Stated problem
Put the stretch of records that opens with the line containing "Practice: locate the woman's shoulder" and closes with the line containing "pixel 601 349" into a numbered list, including both of those lines and skipping any blank lines.

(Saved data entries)
- - - -
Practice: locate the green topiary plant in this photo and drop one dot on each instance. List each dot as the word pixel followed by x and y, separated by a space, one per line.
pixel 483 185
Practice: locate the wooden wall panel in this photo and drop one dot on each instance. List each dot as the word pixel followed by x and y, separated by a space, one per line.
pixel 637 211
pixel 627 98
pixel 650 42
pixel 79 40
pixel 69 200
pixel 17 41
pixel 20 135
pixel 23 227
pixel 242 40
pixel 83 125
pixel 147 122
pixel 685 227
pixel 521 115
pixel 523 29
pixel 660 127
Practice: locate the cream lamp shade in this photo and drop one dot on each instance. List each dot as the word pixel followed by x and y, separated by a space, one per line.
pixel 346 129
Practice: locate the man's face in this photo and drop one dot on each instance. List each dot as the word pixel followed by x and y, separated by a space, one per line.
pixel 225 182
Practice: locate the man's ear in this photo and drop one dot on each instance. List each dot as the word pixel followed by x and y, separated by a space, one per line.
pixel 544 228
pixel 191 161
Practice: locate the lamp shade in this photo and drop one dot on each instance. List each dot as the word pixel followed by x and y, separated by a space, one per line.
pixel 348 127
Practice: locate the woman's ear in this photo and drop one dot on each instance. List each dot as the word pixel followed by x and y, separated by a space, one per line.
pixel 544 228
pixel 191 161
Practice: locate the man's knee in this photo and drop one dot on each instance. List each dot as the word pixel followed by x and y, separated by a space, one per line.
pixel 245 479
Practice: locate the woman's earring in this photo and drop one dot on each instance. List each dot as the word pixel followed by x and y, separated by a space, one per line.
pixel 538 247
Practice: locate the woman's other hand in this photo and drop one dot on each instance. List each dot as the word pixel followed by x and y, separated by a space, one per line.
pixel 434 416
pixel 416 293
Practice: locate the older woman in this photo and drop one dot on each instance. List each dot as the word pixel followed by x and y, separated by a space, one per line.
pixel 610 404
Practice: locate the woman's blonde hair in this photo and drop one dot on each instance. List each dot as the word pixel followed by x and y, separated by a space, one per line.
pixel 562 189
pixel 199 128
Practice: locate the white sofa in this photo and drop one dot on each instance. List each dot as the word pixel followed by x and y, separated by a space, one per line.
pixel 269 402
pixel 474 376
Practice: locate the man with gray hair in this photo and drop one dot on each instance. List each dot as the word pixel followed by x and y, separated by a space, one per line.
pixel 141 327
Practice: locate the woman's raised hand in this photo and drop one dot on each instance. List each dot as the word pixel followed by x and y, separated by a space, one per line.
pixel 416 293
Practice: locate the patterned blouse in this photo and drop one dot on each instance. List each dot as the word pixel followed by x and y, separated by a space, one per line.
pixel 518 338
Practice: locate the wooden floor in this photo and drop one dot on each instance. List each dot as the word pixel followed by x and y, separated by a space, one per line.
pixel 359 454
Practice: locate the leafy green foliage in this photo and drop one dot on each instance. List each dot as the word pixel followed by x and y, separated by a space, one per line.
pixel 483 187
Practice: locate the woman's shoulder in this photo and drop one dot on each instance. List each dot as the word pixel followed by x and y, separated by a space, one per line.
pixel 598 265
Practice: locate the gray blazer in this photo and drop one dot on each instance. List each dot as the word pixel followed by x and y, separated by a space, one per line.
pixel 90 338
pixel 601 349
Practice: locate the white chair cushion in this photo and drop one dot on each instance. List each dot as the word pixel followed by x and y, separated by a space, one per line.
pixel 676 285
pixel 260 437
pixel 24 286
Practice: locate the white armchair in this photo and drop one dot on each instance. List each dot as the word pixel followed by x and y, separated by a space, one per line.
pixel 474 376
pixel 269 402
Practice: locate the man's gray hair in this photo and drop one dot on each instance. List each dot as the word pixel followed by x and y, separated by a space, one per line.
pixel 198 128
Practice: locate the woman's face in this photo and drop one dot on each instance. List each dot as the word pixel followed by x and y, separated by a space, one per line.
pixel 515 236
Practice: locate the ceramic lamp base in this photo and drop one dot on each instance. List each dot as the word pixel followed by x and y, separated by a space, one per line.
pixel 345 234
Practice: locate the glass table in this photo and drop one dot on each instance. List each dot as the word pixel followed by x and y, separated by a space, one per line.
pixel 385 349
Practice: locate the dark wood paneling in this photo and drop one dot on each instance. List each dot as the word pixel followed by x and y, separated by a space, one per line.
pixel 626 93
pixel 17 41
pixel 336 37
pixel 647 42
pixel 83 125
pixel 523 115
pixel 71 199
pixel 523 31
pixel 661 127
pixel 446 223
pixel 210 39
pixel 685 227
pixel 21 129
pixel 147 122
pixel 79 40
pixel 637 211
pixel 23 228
- - - -
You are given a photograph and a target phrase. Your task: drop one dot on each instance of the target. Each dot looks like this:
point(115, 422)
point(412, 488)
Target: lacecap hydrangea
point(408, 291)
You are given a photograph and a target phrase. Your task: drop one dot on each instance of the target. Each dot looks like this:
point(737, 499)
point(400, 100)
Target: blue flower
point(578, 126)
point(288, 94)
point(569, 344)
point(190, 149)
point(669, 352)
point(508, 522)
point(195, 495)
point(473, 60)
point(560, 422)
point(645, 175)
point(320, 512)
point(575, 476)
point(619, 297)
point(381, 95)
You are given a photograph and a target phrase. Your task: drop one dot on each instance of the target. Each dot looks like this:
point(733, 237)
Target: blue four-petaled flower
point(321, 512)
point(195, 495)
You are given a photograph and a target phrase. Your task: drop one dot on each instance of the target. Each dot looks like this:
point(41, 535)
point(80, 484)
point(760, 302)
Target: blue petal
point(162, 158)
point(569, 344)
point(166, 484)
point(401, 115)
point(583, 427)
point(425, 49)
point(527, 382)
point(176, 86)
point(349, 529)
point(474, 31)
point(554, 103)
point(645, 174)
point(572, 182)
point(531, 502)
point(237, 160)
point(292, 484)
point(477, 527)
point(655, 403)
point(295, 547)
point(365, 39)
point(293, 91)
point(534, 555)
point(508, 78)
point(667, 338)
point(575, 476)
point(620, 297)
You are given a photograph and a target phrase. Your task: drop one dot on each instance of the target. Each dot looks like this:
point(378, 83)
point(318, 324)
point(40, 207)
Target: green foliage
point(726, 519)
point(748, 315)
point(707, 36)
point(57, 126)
- - - -
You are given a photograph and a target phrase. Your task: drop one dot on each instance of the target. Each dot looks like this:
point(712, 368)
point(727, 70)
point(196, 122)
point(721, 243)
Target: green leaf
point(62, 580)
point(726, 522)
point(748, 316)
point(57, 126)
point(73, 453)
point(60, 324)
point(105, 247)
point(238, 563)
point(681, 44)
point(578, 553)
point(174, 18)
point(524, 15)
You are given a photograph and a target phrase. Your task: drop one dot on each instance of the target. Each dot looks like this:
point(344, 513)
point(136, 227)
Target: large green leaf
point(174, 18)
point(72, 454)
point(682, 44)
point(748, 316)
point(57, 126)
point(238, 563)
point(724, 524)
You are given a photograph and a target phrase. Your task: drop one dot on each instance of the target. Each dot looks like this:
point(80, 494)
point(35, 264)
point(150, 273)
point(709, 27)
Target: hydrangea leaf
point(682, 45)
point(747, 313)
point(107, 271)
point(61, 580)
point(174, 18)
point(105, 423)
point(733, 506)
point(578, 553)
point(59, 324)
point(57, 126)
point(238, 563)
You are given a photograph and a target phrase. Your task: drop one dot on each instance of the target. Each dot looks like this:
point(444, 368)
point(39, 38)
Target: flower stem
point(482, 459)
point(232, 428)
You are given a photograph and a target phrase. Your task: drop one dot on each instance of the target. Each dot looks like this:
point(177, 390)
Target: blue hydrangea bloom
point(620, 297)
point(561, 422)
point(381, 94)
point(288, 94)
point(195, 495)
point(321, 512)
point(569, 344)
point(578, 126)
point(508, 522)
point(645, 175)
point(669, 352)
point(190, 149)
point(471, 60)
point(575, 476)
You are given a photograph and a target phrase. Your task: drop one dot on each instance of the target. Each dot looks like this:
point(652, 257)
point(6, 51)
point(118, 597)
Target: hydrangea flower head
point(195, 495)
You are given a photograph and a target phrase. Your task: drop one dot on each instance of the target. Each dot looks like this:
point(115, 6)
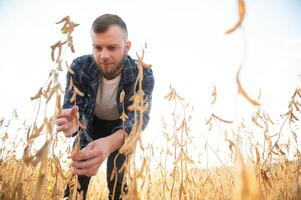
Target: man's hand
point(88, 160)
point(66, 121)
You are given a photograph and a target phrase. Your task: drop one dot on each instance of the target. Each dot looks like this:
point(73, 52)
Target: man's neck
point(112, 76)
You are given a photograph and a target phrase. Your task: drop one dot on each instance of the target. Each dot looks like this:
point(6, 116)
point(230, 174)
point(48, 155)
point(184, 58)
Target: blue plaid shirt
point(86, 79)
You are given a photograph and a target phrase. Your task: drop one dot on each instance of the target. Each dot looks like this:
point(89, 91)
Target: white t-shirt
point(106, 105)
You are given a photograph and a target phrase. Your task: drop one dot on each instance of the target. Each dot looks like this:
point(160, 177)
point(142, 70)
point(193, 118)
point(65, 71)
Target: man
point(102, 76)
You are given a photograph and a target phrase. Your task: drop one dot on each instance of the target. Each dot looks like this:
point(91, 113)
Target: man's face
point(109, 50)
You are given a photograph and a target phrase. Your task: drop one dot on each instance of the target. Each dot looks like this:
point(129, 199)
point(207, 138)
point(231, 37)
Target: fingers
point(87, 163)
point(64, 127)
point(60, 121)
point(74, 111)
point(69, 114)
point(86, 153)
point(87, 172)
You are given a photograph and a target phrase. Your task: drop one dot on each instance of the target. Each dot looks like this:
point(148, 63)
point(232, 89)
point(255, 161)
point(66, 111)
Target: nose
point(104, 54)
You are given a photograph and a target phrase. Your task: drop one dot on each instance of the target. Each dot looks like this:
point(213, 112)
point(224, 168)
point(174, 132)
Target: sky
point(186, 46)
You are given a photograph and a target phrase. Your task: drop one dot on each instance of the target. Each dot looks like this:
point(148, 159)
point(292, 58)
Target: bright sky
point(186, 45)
- - - -
Result
1. Practice: locate the woman's shoulder in this photo and drop one dot on each instance. List each dot as the word pixel followed by x and y, separated by a space, one per line.
2. pixel 598 265
3. Practice: locate the gray blazer in this photo and drop one dot on each instance. List each dot as the word pixel followed by x and y, separated by a space, one per line.
4. pixel 90 338
5. pixel 601 349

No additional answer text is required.